ZU ERLEDIGEN:
a: Erklären Sie anhand des Textes über alltäglichen Sadismus, warum Baumeister und Campbell andere Theorien des Bösen für überflüssig halten.
b: Führen Sie den Text über alltäglichen Sadismus nach seinem letzten Satz fort.

TEXTAUSZUG:
Auch normale Menschen genießen Grausamkeiten

Laut der Sozialpsychologen Roy Baumeister und Keith Campbell stellt der „Sadismus, definiert als das unmittelbare Erleben von Lust durch das Quälen anderer, den offensichtlichsten intrinsischen Anreiz zu bösen Taten dar“. Julia Shaw stellt fest: „Sie argumentieren, dass das Vorhandensein von Sadismus alle anderen Theorien oder Erklärungen des Bösen obsolet macht; sie meinen also, man brauche keine anderen Theorien des Bösen, Sadismus sei immer der Grund, warum Menschen Böses tun.“ Roy Baumeister und Keith Campbell schreiben: „Die Leute tun es, weil es sich gut anfühlt; mehr brauchen wir dazu nicht zu sagen.“ Erin Buckels und Kollegen argumentieren ebenfalls, dass Sadismus eigentlich ziemlich normal sei. Sie behaupten, dass „derzeitige Auffassungen von Sadismus selten über jene von sexuellen Fetischen hinausgehen.“ Julia Shaw forscht am University College London im Bereich der Rechtspsychologie, Erinnerung und Künstlicher Intelligenz.

Die Aggression gehört scheinbar zum Sadismus dazu

Erin Buckels und Kollegen schreiben: „Doch auch bei offensichtlich normalen Menschen kommt es vor, dass sie Grausamkeit genießen … Diese gewöhnlichen Manifestationen von Grausamkeit implizieren eine subklinische Form des Sadismus oder einfach alltäglichen Sadismus. Erin Buckels und Kollegen meinen, dass sich die Menschen selbst besser kennenlernen müssen, wenn sie zu einem wirklichen Verständnis von Sadismus gelangen wollen.

Erin Buckels und Kollegen schreiben: „Um das Phänomen Sadismus vollständig zu erfassen, müssen wir uns seine Alltäglichkeit und überraschende Häufigkeit eingestehen.“ Welches sind die Gemeinsamkeiten dieser sadistischen Verhaltensweisen? Eine nicht immer, aber häufig auftauchende Begleiterscheinung von Sadismus ist die Aggression. Wenn man Mensch oder Tier wehtut, handelt man nicht unbedingt immer, aber eben oft aggressiv. Wenn man aus einer Sache ein großes sadistisches Vergnügen ziehen will, gehört die Aggression dazu, wie es scheint.

(Annotationsdaten zur Objektlokalisierung)

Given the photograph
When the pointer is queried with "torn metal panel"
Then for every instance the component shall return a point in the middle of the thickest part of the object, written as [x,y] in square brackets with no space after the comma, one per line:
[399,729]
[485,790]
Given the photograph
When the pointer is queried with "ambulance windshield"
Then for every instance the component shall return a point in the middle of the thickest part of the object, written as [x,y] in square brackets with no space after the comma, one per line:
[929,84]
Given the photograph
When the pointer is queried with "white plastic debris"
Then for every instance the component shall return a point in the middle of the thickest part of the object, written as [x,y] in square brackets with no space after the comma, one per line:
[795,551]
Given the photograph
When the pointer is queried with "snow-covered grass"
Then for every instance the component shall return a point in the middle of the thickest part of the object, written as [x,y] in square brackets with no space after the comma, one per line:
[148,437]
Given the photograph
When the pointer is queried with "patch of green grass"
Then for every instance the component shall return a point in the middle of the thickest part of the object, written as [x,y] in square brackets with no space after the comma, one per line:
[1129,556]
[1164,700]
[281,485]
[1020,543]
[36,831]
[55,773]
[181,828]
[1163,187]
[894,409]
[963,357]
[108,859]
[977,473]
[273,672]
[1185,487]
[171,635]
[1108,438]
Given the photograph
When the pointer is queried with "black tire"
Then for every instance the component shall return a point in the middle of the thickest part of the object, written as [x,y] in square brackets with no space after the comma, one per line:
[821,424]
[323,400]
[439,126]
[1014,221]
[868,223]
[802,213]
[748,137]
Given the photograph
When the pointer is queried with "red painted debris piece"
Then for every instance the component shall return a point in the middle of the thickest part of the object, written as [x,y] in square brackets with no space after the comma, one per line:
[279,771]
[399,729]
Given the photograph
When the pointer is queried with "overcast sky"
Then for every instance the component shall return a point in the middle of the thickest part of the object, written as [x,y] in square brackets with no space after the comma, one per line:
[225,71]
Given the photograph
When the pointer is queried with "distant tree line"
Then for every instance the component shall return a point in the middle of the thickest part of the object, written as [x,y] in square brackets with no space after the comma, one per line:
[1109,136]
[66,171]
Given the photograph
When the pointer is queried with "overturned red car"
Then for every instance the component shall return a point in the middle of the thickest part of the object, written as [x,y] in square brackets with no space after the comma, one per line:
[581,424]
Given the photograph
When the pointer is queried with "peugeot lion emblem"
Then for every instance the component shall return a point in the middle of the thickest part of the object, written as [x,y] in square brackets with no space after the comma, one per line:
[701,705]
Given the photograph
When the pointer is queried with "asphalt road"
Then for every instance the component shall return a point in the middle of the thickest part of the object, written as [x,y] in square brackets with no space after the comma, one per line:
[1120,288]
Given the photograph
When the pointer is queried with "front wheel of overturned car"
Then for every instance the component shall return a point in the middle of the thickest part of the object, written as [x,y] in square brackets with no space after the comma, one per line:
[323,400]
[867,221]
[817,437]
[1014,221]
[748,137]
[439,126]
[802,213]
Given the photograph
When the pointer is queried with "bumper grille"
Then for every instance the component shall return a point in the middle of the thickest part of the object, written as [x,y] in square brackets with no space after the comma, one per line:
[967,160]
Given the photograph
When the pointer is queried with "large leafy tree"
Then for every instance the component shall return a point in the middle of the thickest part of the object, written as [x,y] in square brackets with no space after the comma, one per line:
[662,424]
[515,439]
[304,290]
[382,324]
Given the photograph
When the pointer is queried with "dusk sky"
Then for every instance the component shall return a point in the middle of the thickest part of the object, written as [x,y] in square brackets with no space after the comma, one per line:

ANTWORTEN ZU AUFGABEN:
a: Sie sehen im Sadismus, also dem unmittelbaren Lusterleben durch das Quälen anderer, den offensichtlichsten inneren Anreiz zu bösen Taten. Menschen tun Böses demnach, weil es sich gut anfühlt. Deshalb sei Sadismus immer der Grund, und weitere Erklärungen seien nicht nötig.

b:
Das Gefühl der „süßen Aggression“ scheint ziemlich normal zu sein

Etwas, was sadistische Neigungen überraschenderweise zum Vorschein zu bringen scheint, ist die Anwesenheit niedlicher Tiere. Julia Shaw erläutert: „Einige Tiere sind einfach so süß, dass wir den leichten Wunsch verspüren, ihnen wehzutun.“ Warum ist das so? Forscher versichern, dass die meisten Menschen diesen Tieren nicht wirklich Schaden zufügen wollen, sodass diese Emotionen nicht auf ein tiefes, dunkles, im Inneren lauerndes Geheimnis hindeuten. Sie lieben „Fluffy“ einfach nur „hart“ und wollen ihm nicht wirklich wehtun.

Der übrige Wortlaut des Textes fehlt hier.